Supplied text:
==================================================
A mucus is a slippery and stringy fluid substance produced by many lining tissues in the body. It is essential for bodies. Most slippery bodily fluids contain mucus. How mucus evolves is the main question scientists in this study tend to find out.
The University of Buffalo study suggests that mucins proteins, a functionally but not evolutionarily defined group of proteins, repeatedly evolve by surprisingly co-opting non-mucin proteins in mammals. These mucins have several functions. As a family, they are known as mucus, where they contribute to the substance’s gooey consistency.
Scientists compared mucin genes in 49 mammal species to propose that exonic repeats and their copy number variation contribute substantially to the de novo evolution of new gene functions. By integrating bioinformatic, phylogenetic, proteomic, and immunohistochemical approaches, they identified 15 instances in which new mucins appear to have evolved through an additive process that transformed a non-mucin protein into mucin.
Each mucinization took place with a protein that wasn’t mucin. Evolution added a new part to this non-mucin base at some time, which is made up of a short chain of amino acid building blocks that are embellished with sugar molecules. This new region gradually got duplicated, adding more copies to lengthen the protein further and make it mucin.
University at Buffalo researchers Omer Gokcumen and Stefan Ruhl, the senior authors of the study, and Petar Pajic, the first author, said, “The doubled regions, called “repeats,” are key to a mucin’s function.”
“The sugars coating these sections protrude outward like the bristles of a bottle brush, and they bestow mucins with the slimy property vital to many important tasks that these proteins carry out.”
Gokcumen said, “I don’t think it was previously known that protein function can evolve this way, from a protein gaining repeated sequences. A protein that isn’t mucin becomes mucin just by gaining repeats. This is an important way that evolution makes slime. It’s an evolutionary trick, and we now document this happening repeatedly.”
==================================================
Records shown:
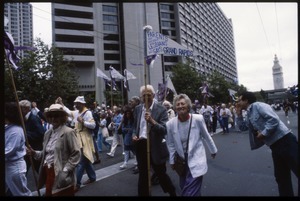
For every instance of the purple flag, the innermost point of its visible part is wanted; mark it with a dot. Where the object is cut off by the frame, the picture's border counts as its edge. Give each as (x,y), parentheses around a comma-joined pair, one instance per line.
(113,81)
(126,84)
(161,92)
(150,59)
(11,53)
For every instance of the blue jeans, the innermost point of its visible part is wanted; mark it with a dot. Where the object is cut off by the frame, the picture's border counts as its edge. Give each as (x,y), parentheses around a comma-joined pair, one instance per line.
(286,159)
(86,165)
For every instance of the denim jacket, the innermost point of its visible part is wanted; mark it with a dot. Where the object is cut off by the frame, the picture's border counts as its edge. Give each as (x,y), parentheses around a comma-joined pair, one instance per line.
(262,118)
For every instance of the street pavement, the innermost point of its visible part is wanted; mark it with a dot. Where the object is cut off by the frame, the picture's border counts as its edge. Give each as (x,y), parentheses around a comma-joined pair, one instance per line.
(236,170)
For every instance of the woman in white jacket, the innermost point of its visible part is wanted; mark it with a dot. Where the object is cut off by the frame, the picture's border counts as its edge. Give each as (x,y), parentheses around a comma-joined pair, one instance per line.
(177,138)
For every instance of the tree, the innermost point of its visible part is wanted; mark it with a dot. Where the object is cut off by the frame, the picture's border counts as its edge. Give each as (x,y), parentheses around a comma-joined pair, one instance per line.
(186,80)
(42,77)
==================================================
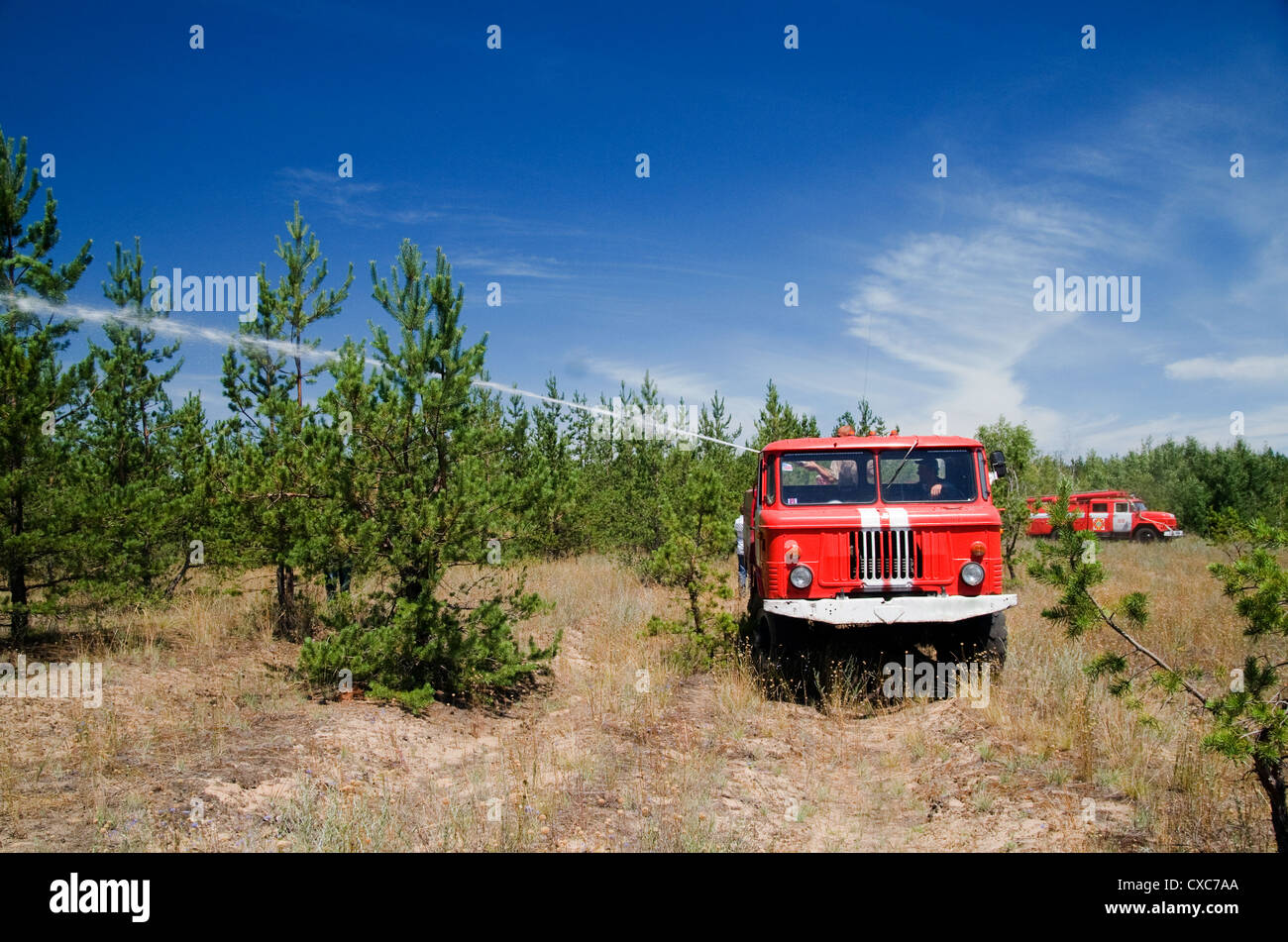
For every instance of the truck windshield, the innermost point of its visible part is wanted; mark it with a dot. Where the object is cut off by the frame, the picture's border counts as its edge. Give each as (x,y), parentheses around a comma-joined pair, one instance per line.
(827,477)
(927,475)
==================================================
About this task:
Pick up the article on how mucins evolve with the sentence after its final quote from Gokcumen, and write on from there.

Answer box:
Stefan Ruhl, DDS, Ph.D., interim dean of the UB School of Dental Medicine and professor of oral biology, said, “The repeats we see in mucins are called ‘PTS repeats’ for their high content of the amino acids proline, threonine, and serine, and they aid mucins in their important biological functions that range from lubricating and protecting tissue surfaces to helping make our food slippery so that we can swallow it. Beneficial microbes have evolved to live on mucus-coated surfaces, while mucus can at the same time also act as a protective barrier and defend against disease by shielding us from unwanted pathogenic intruders.”
“Not many people know that the first mucin which had been purified and biochemically characterized came from a salivary gland. My lab has been studying mucins in saliva for the last 30 years, mostly because they protect teeth from decay and help balance the oral cavity’s microbiota.”
When scientists were studying the saliva, they found that small salivary mucin called MUC7- found in humans- is not present in mice. Instead, the mice have salivary mucin called MUC10.
Were these two proteins related from an evolutionary perspective?
No, was the response. What scientists discovered next, nevertheless, was unexpected. MUC10 did not appear to be related to MUC7, although PROL1, a protein identified in human tears, did have some structural similarities to MUC10. PROL1 looked much like MUC10, minus the sugar-coated bottlebrush repeats that make MUC10 mucin.
Gokcumen said, “We think that somehow that tear gene ends up repurposed. It gains the repeats that give it the mucin function, and it’s now abundantly expressed in mouse and rat saliva.”
The scientists wondered whether other mucins could have been generated similarly. They started looking into it and found numerous instances of the same phenomenon. The scientists identified 15 instances in which evolution appears to have transformed non-mucin proteins into mucins by the addition of PTS repeats, despite the fact that many mucins had a common ancestor among different groups of mammals.
Gokcumen said, “And this was with a pretty conservative look. The study focused on one genome region in a few dozen mammal species.”
He calls slime an “amazing life trait,” and he’s curious whether the same evolutionary mechanism might have driven the formation of some mucins in slugs, slime eels, and other critters. More research is needed to find an answer.
Pajic said, “How new gene functions evolve is still a question we are asking today. Thus, we are adding to this discourse by providing evidence of a new mechanism, where gaining repeated sequences within a gene births a novel function.”
“I think this could have even broader implications, both in understanding adaptive evolution and in possibly explaining certain disease-causing variants. If these mucins keep evolving from non-mucins repeatedly in different species at different times, it suggests some sort of adaptive pressure that makes it beneficial. And then, at the other end of the spectrum, maybe if this mechanism goes ‘off the rails’ — happening too much, or in the wrong tissue — it may lead to disease like certain cancers or mucosal illnesses.”